### PROVIDED RECORDS

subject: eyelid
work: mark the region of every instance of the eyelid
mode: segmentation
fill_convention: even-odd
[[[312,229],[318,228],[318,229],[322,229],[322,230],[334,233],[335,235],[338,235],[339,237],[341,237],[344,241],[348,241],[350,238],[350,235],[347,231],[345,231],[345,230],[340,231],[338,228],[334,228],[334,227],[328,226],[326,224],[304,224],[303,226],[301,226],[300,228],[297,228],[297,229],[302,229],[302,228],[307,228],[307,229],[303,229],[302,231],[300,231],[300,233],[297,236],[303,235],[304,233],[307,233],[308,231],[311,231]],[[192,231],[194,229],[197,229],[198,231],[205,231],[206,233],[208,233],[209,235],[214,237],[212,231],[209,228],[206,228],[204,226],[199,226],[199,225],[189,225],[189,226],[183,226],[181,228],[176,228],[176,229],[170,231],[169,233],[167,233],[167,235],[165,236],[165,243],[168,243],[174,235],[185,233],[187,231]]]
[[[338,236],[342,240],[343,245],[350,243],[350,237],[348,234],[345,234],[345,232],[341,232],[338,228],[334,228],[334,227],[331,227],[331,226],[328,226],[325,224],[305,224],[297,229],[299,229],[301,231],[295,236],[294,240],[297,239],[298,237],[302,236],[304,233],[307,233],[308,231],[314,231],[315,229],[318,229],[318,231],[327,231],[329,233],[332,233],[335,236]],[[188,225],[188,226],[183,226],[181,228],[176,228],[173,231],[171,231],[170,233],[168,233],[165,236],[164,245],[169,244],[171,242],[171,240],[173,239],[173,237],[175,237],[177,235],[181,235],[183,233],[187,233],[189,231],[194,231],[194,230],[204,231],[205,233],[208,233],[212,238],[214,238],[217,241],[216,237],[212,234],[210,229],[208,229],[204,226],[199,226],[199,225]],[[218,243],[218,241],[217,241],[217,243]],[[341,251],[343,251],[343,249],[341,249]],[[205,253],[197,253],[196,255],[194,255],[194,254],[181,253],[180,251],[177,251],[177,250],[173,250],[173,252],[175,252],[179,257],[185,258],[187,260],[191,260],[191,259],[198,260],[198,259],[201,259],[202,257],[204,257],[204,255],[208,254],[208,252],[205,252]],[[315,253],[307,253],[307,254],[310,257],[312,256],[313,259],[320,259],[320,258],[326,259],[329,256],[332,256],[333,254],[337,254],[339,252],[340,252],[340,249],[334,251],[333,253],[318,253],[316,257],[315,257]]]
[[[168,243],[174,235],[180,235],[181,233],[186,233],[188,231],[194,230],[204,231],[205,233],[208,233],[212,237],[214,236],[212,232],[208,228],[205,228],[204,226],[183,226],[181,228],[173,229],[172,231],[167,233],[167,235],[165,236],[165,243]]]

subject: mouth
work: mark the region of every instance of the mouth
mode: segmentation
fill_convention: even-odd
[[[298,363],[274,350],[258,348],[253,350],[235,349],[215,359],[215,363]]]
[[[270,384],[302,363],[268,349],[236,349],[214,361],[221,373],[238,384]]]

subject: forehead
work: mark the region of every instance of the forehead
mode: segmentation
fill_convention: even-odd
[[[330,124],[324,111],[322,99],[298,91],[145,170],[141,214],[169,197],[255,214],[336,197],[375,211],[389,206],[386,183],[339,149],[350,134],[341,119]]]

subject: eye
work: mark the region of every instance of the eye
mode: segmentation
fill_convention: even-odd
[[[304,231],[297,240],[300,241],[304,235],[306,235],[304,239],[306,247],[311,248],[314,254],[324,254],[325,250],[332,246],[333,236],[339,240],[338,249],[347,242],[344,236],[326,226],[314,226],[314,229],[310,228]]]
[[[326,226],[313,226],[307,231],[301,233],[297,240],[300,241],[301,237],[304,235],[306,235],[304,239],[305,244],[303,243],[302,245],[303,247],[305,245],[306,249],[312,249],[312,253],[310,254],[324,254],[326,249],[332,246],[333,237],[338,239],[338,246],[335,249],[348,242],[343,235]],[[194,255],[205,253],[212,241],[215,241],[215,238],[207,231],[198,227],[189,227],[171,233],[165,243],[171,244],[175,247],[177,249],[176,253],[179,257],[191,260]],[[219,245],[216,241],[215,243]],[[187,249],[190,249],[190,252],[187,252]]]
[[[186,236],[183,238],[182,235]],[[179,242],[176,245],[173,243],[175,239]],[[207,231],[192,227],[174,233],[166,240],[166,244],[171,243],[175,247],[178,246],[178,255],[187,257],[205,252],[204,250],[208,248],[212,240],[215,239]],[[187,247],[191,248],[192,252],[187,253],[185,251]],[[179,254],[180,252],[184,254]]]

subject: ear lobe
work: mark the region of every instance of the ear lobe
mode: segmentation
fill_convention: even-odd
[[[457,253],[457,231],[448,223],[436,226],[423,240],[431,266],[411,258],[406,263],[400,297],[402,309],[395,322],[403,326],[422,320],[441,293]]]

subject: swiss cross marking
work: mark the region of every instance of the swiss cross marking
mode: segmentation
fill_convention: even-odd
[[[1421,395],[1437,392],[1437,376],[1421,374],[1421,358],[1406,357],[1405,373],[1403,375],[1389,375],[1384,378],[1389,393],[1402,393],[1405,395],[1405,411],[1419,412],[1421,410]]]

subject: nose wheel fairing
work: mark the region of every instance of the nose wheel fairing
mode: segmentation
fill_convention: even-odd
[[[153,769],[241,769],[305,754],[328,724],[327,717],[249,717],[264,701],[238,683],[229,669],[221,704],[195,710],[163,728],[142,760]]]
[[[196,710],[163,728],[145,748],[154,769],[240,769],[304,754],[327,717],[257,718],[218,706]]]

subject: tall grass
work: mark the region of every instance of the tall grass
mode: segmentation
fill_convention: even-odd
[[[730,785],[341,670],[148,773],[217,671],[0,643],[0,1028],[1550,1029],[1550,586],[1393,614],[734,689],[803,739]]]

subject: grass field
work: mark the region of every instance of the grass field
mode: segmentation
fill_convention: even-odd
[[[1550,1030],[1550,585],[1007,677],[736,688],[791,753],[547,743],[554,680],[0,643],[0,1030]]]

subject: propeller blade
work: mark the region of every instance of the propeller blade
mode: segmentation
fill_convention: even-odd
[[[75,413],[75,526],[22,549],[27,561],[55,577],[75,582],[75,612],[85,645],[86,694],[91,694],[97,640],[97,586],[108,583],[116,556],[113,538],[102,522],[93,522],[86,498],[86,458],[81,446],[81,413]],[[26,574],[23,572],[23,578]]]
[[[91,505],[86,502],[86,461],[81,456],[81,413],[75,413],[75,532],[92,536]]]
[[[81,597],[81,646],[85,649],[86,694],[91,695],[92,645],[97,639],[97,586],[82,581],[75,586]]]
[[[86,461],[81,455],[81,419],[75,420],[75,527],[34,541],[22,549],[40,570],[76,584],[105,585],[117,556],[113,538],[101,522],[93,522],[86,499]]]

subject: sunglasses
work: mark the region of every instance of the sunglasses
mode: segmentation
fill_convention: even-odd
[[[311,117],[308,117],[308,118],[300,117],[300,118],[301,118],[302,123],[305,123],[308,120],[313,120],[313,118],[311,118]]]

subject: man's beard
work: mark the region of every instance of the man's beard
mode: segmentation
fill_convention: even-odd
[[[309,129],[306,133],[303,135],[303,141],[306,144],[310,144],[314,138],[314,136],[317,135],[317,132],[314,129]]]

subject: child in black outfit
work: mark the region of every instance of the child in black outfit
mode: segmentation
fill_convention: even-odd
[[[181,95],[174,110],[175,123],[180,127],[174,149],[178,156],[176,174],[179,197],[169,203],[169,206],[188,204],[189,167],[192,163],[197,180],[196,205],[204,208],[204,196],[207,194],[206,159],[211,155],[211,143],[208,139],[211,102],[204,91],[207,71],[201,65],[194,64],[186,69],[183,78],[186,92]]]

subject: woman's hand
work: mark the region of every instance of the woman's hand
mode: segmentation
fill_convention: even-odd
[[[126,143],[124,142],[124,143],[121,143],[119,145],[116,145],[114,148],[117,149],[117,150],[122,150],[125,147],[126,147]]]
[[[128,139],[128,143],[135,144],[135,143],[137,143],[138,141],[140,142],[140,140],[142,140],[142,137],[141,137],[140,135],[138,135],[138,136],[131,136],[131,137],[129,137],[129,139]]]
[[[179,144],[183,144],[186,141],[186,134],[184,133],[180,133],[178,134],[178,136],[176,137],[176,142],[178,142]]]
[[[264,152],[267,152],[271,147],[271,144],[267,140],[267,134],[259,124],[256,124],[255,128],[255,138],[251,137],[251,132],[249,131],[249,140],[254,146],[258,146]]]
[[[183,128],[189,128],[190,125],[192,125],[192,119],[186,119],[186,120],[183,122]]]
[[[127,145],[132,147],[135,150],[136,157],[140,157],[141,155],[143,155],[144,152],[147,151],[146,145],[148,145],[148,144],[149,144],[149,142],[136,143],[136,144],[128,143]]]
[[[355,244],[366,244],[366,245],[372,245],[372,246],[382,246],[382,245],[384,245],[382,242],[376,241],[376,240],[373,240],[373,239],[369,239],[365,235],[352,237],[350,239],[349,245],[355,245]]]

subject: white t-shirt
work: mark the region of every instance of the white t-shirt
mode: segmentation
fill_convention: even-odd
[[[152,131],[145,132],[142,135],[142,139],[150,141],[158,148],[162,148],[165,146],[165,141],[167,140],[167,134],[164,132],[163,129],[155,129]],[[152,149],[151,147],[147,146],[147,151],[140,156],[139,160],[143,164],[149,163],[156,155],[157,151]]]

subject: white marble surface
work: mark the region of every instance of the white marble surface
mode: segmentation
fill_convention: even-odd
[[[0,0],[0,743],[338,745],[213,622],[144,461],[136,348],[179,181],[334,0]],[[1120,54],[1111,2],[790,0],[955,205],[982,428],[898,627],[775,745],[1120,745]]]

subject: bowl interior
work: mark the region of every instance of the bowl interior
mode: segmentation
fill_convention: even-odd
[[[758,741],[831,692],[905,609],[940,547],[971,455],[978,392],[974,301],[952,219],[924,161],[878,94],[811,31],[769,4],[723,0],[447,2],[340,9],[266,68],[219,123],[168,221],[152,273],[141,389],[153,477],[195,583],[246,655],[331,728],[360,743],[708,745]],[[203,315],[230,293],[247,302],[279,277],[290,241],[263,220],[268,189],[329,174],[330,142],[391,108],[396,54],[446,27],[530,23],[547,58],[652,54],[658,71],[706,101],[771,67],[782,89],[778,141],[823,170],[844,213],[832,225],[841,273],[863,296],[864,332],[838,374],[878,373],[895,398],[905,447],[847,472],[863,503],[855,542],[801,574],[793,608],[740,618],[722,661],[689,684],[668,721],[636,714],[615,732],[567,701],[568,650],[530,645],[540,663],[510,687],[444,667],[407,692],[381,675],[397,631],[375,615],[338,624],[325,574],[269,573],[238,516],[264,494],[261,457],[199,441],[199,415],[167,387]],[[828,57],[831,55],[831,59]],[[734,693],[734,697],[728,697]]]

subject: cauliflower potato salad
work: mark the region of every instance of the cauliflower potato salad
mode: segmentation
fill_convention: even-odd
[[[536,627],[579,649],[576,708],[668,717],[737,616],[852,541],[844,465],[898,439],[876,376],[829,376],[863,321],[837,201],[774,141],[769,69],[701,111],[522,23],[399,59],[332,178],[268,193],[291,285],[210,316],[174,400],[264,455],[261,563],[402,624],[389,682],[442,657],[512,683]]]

### TASK INSTRUCTIONS
Where a line of the records contains the word "eyelid", count it; state only the final tally.

### SOLUTION
2